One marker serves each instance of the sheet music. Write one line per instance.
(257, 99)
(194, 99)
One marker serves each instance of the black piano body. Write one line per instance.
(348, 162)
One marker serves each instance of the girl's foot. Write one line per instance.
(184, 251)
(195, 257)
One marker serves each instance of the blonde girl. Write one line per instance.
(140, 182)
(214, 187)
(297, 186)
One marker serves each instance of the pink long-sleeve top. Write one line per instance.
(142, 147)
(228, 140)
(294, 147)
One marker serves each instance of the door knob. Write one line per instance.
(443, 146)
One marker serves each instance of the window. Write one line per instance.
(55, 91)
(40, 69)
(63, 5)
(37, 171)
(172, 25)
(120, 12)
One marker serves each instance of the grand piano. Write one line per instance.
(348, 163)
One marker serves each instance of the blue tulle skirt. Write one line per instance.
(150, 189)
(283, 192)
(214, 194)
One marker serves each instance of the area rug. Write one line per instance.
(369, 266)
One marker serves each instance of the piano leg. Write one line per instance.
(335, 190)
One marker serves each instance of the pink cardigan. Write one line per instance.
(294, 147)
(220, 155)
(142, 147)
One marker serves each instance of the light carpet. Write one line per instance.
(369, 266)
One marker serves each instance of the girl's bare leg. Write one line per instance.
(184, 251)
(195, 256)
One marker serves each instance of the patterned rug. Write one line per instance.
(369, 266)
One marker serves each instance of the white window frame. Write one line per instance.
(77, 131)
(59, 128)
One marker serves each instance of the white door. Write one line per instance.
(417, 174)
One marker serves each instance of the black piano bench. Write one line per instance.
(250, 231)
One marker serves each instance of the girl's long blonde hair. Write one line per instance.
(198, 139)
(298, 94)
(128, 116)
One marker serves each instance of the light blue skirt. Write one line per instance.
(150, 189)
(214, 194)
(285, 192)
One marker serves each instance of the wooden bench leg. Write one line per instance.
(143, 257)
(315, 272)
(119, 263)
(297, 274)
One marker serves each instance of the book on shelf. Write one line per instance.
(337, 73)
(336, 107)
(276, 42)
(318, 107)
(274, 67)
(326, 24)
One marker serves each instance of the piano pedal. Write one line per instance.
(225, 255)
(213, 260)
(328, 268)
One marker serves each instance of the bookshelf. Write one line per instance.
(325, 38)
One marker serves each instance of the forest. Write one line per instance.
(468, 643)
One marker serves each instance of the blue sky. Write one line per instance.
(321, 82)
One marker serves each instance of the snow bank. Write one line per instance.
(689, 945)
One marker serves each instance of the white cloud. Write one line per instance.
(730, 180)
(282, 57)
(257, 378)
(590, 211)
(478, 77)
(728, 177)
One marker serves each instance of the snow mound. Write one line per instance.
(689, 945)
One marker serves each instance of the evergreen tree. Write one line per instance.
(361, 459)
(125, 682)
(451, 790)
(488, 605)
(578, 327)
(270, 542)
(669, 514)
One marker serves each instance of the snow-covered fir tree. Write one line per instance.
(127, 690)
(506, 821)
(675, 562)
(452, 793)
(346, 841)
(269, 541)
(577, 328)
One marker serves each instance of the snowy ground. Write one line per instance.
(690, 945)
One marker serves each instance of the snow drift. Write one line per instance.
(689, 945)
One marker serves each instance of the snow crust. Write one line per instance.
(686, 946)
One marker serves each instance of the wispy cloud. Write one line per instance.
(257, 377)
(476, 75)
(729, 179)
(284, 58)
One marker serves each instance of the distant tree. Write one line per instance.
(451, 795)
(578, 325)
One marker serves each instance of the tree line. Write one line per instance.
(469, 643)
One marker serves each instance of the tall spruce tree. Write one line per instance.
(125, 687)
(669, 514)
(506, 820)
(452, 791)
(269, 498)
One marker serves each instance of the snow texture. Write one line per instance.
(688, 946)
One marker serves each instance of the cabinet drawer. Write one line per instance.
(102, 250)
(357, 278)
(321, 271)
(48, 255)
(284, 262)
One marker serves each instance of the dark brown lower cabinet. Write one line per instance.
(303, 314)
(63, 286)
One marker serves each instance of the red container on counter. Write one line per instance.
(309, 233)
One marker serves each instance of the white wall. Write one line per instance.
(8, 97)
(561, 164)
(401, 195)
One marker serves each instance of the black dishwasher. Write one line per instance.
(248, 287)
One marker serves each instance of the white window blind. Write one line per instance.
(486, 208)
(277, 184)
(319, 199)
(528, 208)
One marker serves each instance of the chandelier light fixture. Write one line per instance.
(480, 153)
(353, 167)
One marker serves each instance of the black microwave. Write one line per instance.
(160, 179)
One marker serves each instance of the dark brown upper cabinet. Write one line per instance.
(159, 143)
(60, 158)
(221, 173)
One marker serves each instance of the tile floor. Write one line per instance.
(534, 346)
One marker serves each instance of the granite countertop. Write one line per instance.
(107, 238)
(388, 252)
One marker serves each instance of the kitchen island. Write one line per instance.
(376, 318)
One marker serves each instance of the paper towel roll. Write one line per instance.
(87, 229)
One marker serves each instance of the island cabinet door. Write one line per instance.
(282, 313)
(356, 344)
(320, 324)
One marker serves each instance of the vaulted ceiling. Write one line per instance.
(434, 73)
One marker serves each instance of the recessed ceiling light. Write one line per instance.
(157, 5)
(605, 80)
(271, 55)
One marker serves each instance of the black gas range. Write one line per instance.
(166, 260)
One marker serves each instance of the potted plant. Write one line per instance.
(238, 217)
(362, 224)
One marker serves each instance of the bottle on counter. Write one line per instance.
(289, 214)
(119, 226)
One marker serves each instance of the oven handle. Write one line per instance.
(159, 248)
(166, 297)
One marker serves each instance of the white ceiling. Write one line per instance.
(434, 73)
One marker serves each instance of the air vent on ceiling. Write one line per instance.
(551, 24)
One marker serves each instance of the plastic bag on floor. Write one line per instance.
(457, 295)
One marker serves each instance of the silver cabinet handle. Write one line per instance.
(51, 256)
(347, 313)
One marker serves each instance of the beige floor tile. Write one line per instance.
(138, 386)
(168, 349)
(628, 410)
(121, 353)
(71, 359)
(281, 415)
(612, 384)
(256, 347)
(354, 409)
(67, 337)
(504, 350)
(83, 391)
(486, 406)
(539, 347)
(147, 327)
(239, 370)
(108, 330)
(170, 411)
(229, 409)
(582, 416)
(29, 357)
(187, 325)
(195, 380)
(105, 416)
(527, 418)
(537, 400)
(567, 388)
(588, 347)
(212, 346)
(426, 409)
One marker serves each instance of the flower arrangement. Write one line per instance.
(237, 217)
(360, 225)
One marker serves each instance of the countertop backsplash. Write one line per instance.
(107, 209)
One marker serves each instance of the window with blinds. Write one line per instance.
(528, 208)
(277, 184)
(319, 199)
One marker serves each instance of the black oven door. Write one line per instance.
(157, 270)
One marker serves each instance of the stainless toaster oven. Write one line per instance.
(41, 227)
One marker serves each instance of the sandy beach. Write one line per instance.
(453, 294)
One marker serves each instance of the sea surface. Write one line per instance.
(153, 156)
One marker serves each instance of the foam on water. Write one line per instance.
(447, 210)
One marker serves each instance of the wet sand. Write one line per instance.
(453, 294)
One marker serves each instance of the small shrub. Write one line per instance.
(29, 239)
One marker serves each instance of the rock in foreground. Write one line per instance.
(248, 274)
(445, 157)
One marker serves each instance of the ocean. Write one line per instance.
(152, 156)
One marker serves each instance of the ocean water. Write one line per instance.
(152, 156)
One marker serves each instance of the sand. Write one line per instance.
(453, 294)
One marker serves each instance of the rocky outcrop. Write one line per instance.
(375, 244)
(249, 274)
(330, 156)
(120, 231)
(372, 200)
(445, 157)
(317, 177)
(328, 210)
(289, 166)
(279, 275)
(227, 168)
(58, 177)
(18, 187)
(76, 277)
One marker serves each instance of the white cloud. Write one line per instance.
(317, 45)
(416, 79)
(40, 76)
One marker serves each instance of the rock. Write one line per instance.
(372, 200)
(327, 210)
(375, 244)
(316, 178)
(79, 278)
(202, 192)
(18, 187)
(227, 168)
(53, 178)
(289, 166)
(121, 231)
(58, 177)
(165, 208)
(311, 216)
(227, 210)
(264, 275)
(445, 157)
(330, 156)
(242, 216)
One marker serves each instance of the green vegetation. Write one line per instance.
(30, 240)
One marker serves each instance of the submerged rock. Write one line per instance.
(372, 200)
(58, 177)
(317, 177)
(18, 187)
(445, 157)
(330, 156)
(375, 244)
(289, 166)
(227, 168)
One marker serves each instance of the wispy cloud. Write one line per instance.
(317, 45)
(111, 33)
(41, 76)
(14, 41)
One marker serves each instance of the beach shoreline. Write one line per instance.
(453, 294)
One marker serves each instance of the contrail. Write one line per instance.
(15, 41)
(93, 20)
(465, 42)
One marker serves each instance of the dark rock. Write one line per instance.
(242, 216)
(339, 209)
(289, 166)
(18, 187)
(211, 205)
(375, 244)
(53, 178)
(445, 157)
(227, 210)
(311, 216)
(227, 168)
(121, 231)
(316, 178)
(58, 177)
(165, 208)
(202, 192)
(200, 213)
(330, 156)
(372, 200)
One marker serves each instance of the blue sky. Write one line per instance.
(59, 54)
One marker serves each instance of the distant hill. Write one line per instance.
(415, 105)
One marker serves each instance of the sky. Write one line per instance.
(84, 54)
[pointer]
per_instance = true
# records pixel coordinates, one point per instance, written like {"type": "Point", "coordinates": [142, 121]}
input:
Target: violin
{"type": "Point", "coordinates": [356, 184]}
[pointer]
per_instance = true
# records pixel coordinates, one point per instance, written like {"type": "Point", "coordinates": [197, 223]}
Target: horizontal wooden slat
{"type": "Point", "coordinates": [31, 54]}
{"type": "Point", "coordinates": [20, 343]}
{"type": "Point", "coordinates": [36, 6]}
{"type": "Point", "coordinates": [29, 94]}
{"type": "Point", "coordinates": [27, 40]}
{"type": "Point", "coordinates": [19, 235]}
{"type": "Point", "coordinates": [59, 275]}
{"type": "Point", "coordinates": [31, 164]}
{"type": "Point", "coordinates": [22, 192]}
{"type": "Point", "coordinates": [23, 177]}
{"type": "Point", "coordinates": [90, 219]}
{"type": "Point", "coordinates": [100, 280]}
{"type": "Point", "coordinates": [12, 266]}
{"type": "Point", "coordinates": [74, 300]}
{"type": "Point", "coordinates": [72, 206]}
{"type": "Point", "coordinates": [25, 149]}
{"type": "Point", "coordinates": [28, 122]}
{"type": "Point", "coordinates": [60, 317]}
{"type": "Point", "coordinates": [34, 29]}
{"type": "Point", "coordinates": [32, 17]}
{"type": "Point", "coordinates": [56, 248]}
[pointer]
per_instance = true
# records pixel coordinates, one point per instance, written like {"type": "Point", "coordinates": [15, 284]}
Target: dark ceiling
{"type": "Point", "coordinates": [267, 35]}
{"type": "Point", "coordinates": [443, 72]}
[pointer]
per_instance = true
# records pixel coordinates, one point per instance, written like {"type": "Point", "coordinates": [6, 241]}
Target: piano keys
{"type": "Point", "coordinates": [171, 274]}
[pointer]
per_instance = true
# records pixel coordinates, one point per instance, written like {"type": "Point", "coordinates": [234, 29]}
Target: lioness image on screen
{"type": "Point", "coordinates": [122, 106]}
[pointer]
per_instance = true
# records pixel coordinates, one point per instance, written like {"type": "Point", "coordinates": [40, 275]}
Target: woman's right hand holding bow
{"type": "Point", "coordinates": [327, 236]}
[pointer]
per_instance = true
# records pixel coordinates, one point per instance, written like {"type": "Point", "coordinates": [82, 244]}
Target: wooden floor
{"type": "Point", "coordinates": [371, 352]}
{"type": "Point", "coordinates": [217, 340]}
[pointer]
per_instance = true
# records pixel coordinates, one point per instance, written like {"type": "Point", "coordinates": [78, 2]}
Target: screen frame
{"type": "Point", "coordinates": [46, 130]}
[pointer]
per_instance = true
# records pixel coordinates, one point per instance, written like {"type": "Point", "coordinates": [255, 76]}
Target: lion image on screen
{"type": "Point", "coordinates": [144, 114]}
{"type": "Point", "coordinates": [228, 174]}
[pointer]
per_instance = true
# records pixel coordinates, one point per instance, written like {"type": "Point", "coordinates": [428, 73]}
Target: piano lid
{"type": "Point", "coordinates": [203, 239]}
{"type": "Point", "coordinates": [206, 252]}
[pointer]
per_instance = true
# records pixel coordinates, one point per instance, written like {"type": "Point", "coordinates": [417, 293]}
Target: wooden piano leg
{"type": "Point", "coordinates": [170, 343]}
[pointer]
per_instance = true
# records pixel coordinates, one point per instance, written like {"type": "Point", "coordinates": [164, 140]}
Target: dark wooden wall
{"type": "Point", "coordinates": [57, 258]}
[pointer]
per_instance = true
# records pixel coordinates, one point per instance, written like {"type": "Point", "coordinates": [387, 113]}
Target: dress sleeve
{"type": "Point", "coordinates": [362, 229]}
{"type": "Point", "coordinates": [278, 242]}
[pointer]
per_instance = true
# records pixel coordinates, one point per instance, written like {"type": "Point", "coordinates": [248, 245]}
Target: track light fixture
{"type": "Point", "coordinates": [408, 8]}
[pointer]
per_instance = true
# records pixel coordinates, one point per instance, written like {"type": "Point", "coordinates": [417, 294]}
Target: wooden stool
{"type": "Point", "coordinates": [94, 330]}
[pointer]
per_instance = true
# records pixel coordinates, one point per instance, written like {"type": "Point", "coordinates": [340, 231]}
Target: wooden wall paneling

---

Problem details
Send back exactly the lines from the line with "Target: piano lid" through the end of the records.

Solution for this exercise
Target: piano lid
{"type": "Point", "coordinates": [203, 239]}
{"type": "Point", "coordinates": [206, 252]}
[pointer]
per_instance = true
# records pixel coordinates, one point per instance, written like {"type": "Point", "coordinates": [417, 293]}
Target: wooden piano leg
{"type": "Point", "coordinates": [170, 343]}
[pointer]
per_instance = true
# records pixel coordinates, one point per instance, written like {"type": "Point", "coordinates": [164, 140]}
Target: dark wooden wall
{"type": "Point", "coordinates": [57, 258]}
[pointer]
per_instance = true
# records pixel coordinates, one point per instance, written like {"type": "Point", "coordinates": [387, 113]}
Target: dress sleeve
{"type": "Point", "coordinates": [362, 229]}
{"type": "Point", "coordinates": [278, 242]}
[pointer]
per_instance = true
# records pixel coordinates, one point per instance, written like {"type": "Point", "coordinates": [248, 245]}
Target: track light fixture
{"type": "Point", "coordinates": [408, 8]}
[pointer]
per_instance = true
# records pixel coordinates, one point per instance, written like {"type": "Point", "coordinates": [417, 294]}
Target: wooden stool
{"type": "Point", "coordinates": [94, 330]}
[pointer]
per_instance = true
# records pixel coordinates, one point per instance, written like {"type": "Point", "coordinates": [340, 231]}
Target: wooden wall paneling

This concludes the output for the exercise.